- **Texto extraído**:
Ele adorava ver filmes de super-heróis com os dois filhos que lhe restaram e os quatro netos. Mas o que Silva mais gostava de fazer era dançar com a mulher em gafieiras. Aprendeu os primeiros passos na escola de Jaime Arôxa, célebre bailarino e coreógrafo recifense, que se mudou para o Rio na década de 1980. Como o pai, Hugo também apreciava danças de salão – tanto que virou um excelente DJ do gênero.
Quando decidiu voltar aos bailes, mais de um ano após a morte do filho, Silva viveu uma grande emoção. “A gente dançou Clube da Esquina nº 2, a canção preferida do Hugo, que nossos amigos botaram para tocar”, conta Jane da Rocha. Um vídeo no YouTube mostra a cena: no meio da música, Silva olha para cima, abraça a parceira e desanda a chorar. “Esse é o melhor lugar do mundo. Aqui não tem preconceito, somos todos dançarinos”, agradeceu, logo depois da homenagem.
O casal se conheceu no fim de 1996, justamente num salão de baile, o do Olympico Club, em Copacabana. Silva aproximou-se de um grupinho de moças e perguntou: “Quem quer dançar?” Jane da Rocha ergueu a mão. Os dois, que tinham saído machucados de relacionamentos recentes, consideravam-se tímidos antes de ingressarem na escola de Jaime Arôxa – ele em 1994, ela um ano depois. “A dança nos fez desabrochar”, diz a psicóloga. Com o tempo, a dupla se tornou conhecida na noite. “Quando dançávamos, eu me sentia leve. A música nos transportava para um estado de felicidade. O estilo do Márcio era romântico. Ele gostava de ficar juntinho, tinha uma delicadeza com a dama. Havia muita cumplicidade”, recorda, usando às vezes os verbos no presente. “O Márcio é muito desligado. Fala que me preocupo à toa, que preciso relaxar.”

- **Dados disponíveis**:
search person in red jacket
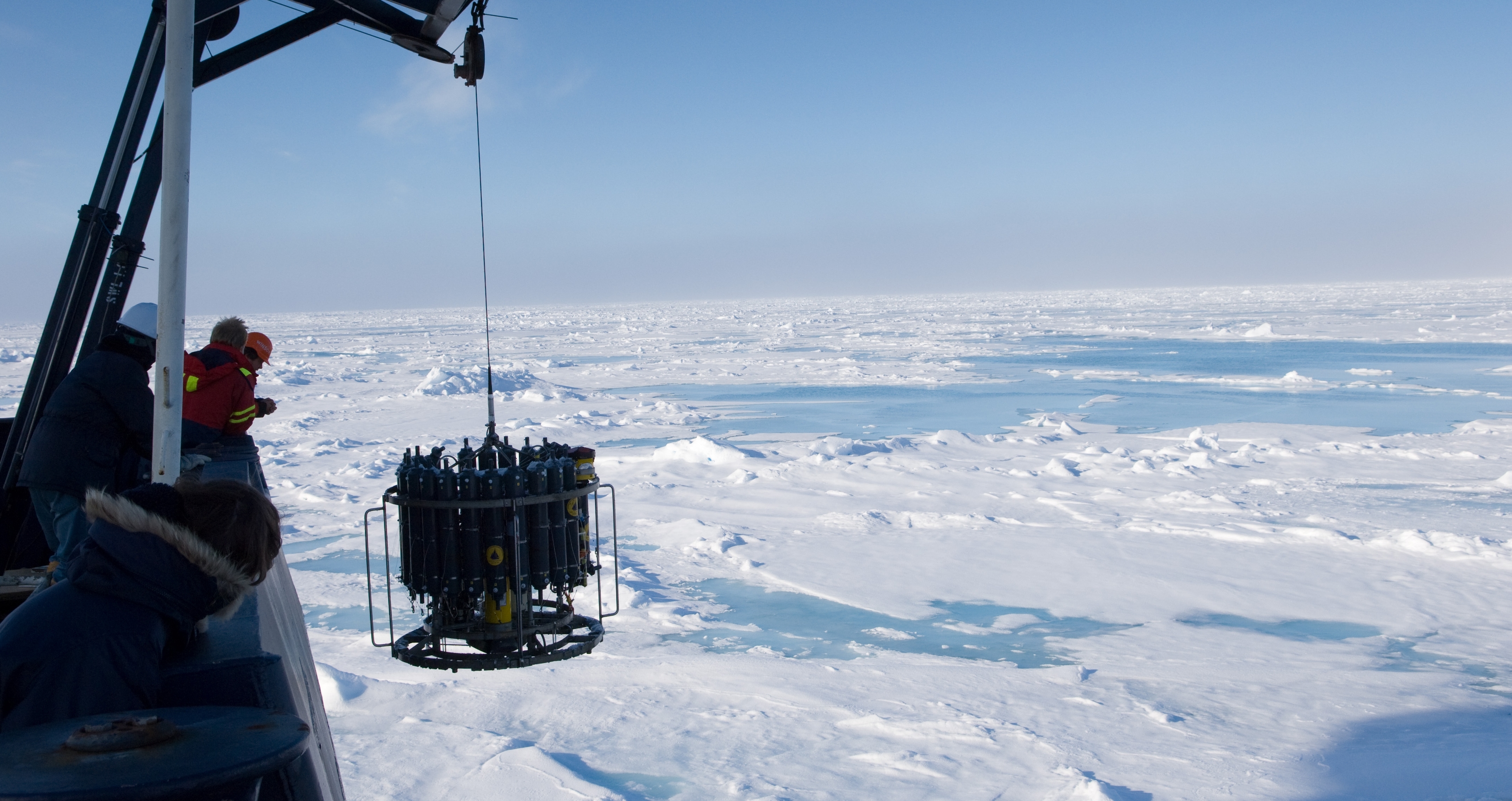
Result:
[242,331,278,417]
[183,317,257,447]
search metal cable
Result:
[473,82,493,426]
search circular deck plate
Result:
[0,706,310,801]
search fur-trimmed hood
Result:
[82,485,252,619]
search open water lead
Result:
[363,426,620,671]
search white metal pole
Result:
[153,0,195,484]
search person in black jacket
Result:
[0,479,280,731]
[17,304,157,582]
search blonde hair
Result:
[210,317,246,350]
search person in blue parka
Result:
[0,479,280,731]
[17,304,157,582]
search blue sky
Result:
[0,0,1512,322]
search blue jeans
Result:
[32,487,89,577]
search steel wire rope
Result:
[473,82,495,437]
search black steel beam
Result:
[334,0,425,36]
[0,5,163,490]
[194,3,346,86]
[79,112,163,358]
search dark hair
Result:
[210,317,246,348]
[174,478,283,585]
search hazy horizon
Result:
[0,0,1512,322]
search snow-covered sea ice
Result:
[0,283,1512,801]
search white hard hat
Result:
[117,304,157,340]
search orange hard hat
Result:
[246,331,274,361]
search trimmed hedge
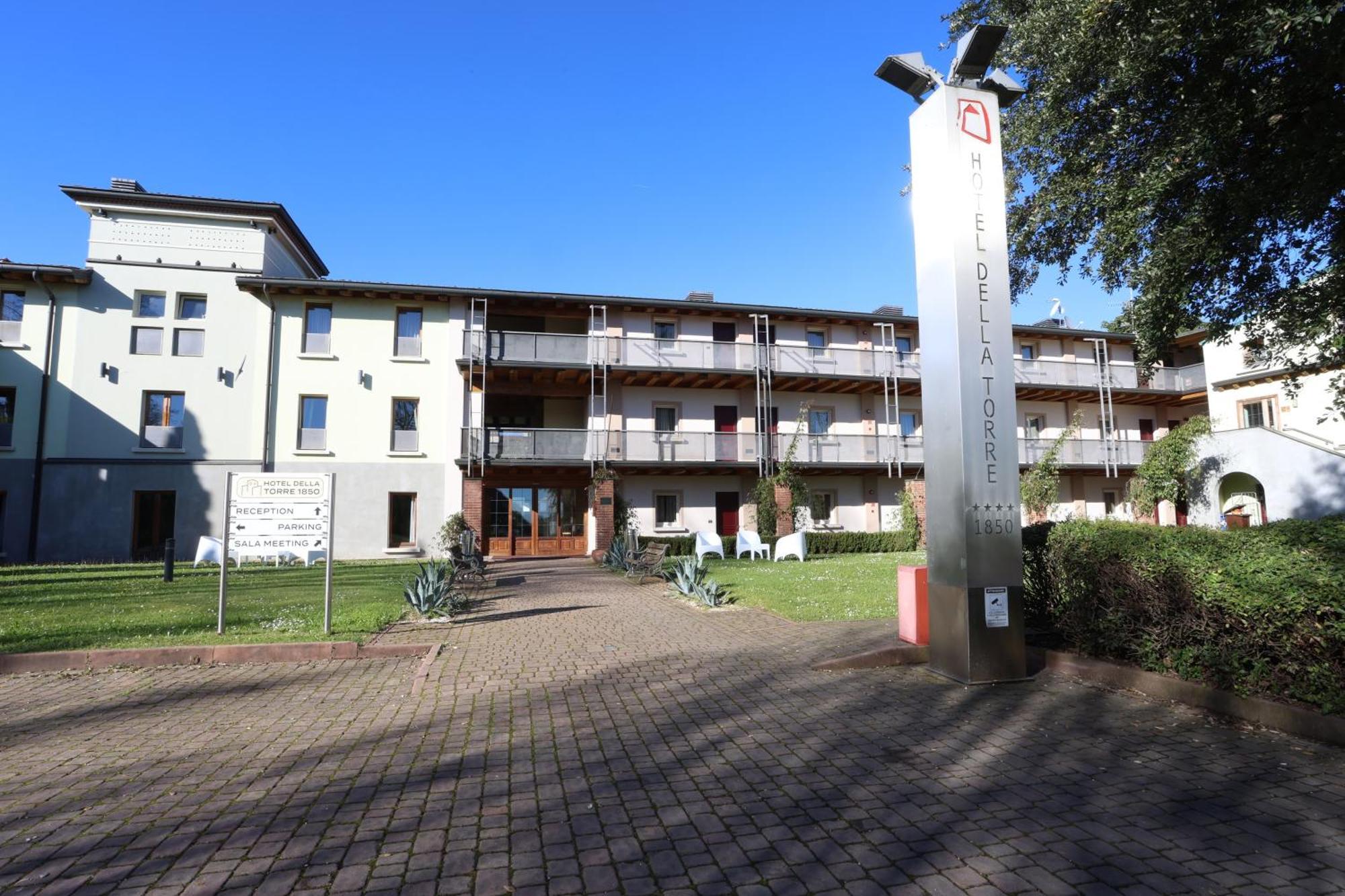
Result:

- **Objetivo do exercício**: Dê prosseguimento ao texto sobre o casal que dançava em gafieiras, começando logo após a última frase apresentada.

- **Resposta escrita**:
Em 19 de setembro, o funcionário público sentiu certa indisposição. Nos três dias seguintes, fez teste de Covid, foi a uma Unidade de Pronto Atendimento (UPA), recebeu diagnóstico de alergia, tomou corticoide. No quarto dia, sentindo dores no peito, recorreu a uma Clínica da Família, de onde acabou sendo encaminhado para um hospital privado. Foi atendido de graça, já que não tinha plano de saúde. Assustou-se ao saber que estava com problemas cardíacos. Nunca tivera qualquer transtorno do tipo até então. Rapidamente, acionou a Justiça e conseguiu uma liminar, que obrigou o Estado a lhe garantir uma vaga na rede pública. Foi levado de ambulância ao Hospital Universitário Pedro Ernesto, em Vila Isabel. Passou um tempo na UTI coronariana e seguiu para a enfermaria. O pior parecia ter passado.
Em 3 de outubro, dez dias após os sintomas se iniciarem, Jane da Rocha recebeu uma ligação do Pedro Ernesto. Queriam que fosse ao hospital com alguns documentos do marido. “Eu trabalho numa unidade de saúde. Por isso, quando me telefonaram, sabia que o Márcio havia desencarnado.” Ela é adepta do kardecismo. “Primeiro, perdemos o Hugo. Depois, em julho de 2021, a minha mãe, com câncer no pâncreas. Agora o Márcio…”, lamenta a psicóloga, que pretende retornar à gafieira para agradecer o apoio dos amigos – para dançar, precisará de mais tempo.
Na véspera da morte de Hugo, o pai sonhou que ele e o filho estavam deitados numa mesma cama de hospital, um de frente para o outro, abraçados. Jane da Rocha acredita que os espíritos de ambos se encontraram. “Coração é o órgão do afeto, do amor, e o Márcio morrer do coração é muito simbólico. Ele era um paizão, o melhor do mundo, vivia para os filhos. Sei que vai cuidar do Hugo e do Gabriel novamente.”